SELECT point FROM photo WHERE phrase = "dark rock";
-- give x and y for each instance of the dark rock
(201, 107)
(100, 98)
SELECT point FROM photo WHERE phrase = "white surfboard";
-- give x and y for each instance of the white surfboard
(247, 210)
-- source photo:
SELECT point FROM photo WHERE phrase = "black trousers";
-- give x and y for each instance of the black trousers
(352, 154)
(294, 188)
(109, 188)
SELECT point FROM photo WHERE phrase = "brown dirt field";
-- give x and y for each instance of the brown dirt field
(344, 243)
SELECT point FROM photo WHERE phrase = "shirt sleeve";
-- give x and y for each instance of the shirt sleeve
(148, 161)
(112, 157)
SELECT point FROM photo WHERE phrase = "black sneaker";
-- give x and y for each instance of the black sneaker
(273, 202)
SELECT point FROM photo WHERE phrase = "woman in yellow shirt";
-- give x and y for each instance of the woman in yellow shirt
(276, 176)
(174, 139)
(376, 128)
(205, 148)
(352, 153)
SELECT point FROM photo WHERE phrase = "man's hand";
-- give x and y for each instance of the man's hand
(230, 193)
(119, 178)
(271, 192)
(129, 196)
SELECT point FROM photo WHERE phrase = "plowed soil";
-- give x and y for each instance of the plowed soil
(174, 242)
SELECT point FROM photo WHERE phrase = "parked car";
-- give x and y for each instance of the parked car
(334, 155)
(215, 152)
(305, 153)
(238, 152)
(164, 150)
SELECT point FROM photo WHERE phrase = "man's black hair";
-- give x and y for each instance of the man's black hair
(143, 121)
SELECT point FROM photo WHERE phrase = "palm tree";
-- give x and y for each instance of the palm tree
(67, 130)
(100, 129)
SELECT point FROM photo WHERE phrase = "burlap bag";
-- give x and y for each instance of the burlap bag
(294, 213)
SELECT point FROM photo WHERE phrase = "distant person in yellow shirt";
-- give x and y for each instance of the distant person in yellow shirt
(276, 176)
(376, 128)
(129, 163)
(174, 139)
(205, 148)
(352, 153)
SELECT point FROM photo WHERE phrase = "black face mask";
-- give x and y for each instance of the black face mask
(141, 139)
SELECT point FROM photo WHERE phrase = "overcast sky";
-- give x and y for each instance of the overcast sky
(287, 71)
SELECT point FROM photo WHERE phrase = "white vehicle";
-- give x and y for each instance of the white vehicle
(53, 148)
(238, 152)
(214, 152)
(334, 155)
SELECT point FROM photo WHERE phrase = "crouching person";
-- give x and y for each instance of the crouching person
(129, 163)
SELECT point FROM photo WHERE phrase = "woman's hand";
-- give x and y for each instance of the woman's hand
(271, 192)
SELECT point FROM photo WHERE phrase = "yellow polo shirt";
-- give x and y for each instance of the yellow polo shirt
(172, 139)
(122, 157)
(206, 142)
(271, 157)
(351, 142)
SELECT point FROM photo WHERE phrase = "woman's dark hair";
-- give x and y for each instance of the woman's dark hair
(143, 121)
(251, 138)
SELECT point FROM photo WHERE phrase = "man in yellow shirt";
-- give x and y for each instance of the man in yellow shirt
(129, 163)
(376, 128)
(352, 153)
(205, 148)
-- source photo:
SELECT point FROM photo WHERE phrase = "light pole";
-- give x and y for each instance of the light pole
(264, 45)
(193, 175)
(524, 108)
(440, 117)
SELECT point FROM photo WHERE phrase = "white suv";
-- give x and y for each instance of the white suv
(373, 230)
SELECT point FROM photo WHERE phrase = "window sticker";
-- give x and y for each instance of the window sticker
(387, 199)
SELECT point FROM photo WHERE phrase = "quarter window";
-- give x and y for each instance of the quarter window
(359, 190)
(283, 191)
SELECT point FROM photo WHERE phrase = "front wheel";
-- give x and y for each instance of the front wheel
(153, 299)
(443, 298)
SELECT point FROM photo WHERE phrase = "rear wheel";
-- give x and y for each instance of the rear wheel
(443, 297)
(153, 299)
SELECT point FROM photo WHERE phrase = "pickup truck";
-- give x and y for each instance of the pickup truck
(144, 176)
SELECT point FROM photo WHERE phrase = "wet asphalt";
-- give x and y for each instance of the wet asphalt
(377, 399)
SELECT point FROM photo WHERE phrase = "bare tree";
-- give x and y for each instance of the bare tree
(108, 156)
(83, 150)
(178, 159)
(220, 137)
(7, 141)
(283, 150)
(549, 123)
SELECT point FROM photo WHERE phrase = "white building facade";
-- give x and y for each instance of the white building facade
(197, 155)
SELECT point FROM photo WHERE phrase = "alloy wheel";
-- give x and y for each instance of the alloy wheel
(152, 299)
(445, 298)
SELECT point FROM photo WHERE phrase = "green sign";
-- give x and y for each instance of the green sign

-- -- --

▶ ACTION ITEM: Wherever the word "green" occurs in the data, copy that whole line.

▶ RESPONSE AREA:
SELECT point FROM photo WHERE phrase = "green sign";
-- give x and y for each instance of the green sign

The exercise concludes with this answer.